:: Text to read ::
Ruth in tears amid the alien corn :An email based academic chat  with  

             Karen  Alkalay-Gut

             Nilanshu Kumar Agarwal

 

 

Born in London on the last night of the Blitz, Karen Alkalay‑Gut grew up in Rochester, New York, completing a Ph.D in 1975 at the University of Rochester. Since 1972 she has been in Israel, teaching poetry at Tel Aviv University. She Chairs the Israel Association of Writers in English. She is Vice Chairperson of the Federation of Writers Unions in Israel, and also a board member of the Yiddish Writers Association. She has a number of poetry collections to her credit. Some of her important poetry books are Making Love: Poems, Ignorant Armies, The Love of Clothes and Nakedness and In My Skin  . Her poetry has appeared in The American Voice, Massachusetts Review, Prairie Schooner, Bitterroot, Webster Review, Cedermere Review, Moving Out, Lilith, Argo, New Outlook, Jewish Frontier, Jerusalem Post, Ariel, Hoopoe, grasshopper, Forward, Jewish Quarterly, Israel Horizons, Present Tense, London Calling, Israel Magazine, Understanding, GypsyWar, Literature, and the  Arts, and other journals and anthologies.   Her short stories have appeared in journals in New Zealand, Israel, Canada and the United States.  Her translations into Italian, Spanish, Yiddish, French and Hebrew have been published in journals around the world. Her poems have been translated into Arabic, Polish, Spanish ,Romanian ,Yiddish and Italian languages.

This poetess of high academic taste was disturbed by displacement and dislocation in alien USA. She has written thus about her predicament in The Preface to her poetry collection, In My Skin:

…one of my major reasons for moving to Israel in 1972 was that I wanted to be ‘normal’, to be able to avoid the constant obsession with Jewish identity that I thought characterized me because it seemed to characterize all of the Diaspora.

:: Dataset excerpt ::
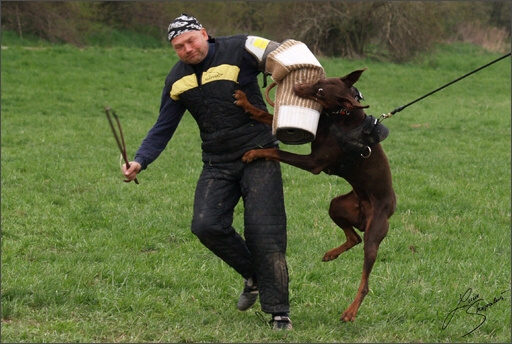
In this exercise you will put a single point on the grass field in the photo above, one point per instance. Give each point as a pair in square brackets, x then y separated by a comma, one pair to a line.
[88, 258]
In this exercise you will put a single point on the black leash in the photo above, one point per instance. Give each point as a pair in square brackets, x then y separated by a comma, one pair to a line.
[398, 109]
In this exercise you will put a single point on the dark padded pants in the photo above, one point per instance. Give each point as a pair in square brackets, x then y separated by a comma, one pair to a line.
[262, 253]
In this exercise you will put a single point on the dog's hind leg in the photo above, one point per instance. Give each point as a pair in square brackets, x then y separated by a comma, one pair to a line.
[374, 234]
[345, 212]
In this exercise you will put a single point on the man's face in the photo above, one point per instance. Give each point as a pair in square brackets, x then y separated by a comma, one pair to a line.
[192, 46]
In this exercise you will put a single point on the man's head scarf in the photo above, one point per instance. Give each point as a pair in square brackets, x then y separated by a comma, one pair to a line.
[182, 24]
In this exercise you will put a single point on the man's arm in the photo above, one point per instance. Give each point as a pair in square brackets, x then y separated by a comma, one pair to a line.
[158, 136]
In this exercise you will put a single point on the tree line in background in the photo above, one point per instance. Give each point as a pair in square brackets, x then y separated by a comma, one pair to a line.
[393, 30]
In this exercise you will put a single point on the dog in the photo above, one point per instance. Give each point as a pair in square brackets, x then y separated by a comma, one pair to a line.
[347, 145]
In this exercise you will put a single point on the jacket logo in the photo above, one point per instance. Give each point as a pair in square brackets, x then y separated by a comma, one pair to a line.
[222, 72]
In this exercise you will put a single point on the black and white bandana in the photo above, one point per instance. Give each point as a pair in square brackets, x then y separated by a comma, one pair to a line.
[182, 24]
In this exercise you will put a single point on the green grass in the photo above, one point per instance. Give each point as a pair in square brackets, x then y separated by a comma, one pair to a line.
[88, 258]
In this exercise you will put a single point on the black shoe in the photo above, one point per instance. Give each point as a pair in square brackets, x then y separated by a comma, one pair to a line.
[281, 322]
[249, 296]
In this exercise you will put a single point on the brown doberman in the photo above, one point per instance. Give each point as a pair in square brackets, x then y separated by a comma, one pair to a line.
[346, 145]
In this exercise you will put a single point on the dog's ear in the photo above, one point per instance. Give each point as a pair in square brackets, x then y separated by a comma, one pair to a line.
[351, 79]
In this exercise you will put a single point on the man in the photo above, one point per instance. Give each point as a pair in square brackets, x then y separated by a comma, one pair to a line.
[203, 82]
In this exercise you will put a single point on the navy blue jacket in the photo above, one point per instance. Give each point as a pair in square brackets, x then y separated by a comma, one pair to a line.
[226, 130]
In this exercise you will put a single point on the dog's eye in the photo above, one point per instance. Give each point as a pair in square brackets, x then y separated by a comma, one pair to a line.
[320, 93]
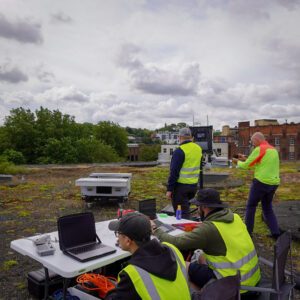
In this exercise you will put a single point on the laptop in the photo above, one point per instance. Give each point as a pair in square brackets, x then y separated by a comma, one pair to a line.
[78, 238]
[148, 208]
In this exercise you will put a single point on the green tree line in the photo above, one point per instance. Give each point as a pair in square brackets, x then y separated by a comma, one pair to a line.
[50, 137]
[46, 136]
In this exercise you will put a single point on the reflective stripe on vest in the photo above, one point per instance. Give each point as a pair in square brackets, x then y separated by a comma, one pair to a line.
[189, 173]
[240, 254]
[263, 147]
[151, 287]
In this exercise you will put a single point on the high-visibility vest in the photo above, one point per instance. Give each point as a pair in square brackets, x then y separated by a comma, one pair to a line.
[240, 254]
[189, 173]
[151, 287]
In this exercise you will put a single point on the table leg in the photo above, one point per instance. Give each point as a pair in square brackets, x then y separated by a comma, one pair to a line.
[65, 287]
[47, 281]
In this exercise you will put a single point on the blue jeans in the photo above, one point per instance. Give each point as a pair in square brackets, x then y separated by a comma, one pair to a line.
[264, 193]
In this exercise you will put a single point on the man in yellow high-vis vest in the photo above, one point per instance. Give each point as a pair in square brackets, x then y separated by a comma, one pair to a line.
[264, 160]
[184, 172]
[155, 271]
[224, 239]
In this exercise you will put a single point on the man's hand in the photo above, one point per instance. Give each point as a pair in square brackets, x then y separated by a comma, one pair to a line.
[169, 195]
[235, 160]
[153, 226]
[242, 157]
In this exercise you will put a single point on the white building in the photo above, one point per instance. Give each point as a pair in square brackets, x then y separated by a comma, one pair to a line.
[220, 155]
[167, 137]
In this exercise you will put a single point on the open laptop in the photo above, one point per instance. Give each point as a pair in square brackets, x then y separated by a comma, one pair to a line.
[78, 237]
[148, 208]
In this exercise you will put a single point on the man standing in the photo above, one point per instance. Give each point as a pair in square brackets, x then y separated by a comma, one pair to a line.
[264, 160]
[224, 239]
[184, 172]
[155, 271]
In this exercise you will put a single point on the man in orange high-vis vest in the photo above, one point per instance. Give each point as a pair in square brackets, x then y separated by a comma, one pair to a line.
[264, 160]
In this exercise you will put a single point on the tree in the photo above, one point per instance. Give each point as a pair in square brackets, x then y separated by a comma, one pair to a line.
[4, 139]
[13, 156]
[59, 151]
[114, 135]
[92, 150]
[20, 127]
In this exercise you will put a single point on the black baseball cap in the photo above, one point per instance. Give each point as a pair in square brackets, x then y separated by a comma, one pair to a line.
[135, 225]
[209, 198]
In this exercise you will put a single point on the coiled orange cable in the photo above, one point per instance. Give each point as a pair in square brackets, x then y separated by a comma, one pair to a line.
[103, 284]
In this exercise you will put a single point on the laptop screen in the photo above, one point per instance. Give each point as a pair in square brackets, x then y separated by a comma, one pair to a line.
[76, 229]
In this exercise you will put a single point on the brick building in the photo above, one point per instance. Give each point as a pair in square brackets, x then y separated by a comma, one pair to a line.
[284, 137]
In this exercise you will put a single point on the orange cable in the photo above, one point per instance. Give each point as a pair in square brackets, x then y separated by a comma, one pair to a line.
[102, 283]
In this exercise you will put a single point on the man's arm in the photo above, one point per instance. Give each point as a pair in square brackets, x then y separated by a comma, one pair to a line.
[175, 167]
[185, 241]
[124, 290]
[245, 164]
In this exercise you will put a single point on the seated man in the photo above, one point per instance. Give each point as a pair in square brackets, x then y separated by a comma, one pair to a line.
[155, 271]
[224, 239]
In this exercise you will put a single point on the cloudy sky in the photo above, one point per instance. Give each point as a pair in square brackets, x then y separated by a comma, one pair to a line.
[145, 63]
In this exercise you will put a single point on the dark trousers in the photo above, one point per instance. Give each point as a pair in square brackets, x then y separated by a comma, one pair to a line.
[264, 193]
[181, 196]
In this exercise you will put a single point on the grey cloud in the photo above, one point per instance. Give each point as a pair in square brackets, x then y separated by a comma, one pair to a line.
[289, 4]
[61, 17]
[12, 75]
[43, 74]
[127, 59]
[76, 97]
[24, 31]
[155, 80]
[62, 95]
[284, 54]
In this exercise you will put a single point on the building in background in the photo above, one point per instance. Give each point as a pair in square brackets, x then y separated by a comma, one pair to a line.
[167, 137]
[284, 137]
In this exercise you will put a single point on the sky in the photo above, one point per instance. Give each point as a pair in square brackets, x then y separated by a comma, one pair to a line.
[144, 63]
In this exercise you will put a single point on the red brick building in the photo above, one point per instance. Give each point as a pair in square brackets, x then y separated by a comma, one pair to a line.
[285, 137]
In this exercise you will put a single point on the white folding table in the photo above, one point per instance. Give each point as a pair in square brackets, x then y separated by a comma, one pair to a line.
[68, 267]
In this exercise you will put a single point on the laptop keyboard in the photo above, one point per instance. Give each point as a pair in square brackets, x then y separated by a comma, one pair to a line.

:: Exercise requirements ::
**1.** Answer these from the Karen Alkalay-Gut profile:
(a) In what year and at which university did she complete her Ph.D?
(b) Which association does she chair?
(c) In the preface to In My Skin, what does she say she wanted to be by moving to Israel?
**2.** Pick up the Karen Alkalay-Gut profile after its final sentence and write what comes next.

:: Answers ::
**1.**
(a) 1975, at the University of Rochester.
(b) The Israel Association of Writers in English.
(c) "Normal," able to avoid the constant obsession with Jewish identity that she thought characterized her.

**2.**
In the just mentioned statement, she has voiced the concern of alien Diaspora throughout the world. In a way, her poetry does have a universal appeal. The vibrating notes of her poetry find echo in every human heart. Erica Jong has written thus about her poems:

They remind me that poetry is meant to delight, to remind us that language is one of the joys of being human, and they also probe the depths of the heart….

This literary genius of high excellence discusses with Dr. Nilanshu Kumar Agarwal her poetic experience, Diaspora, feminism, relevance of English Studies and several other literary and intellectual issues.

NKA:  A person of Jewish identity in her skin, Karen was born in London and studied in USA. How has this diasporic displacement and dislocation affected your psyche?

KAG:The major displacement was that I was born to refugee parents who lost most of their family in World War II. They were living in England on temporary visas and were forced to find a new home after the war. This sense of repeated displacement and repeated new beginnings characterized my childhood.

NKA:  Did you feel marginalized and alienated in the States? 

KAG:I was in a permanent state of marginalization and alienation, but found a variety of homes on my own.  In some ways the cultural atmosphere of the United States was extremely welcoming to me.  

NKA:   What are the major psychological problems, faced by Asian Diaspora in USA?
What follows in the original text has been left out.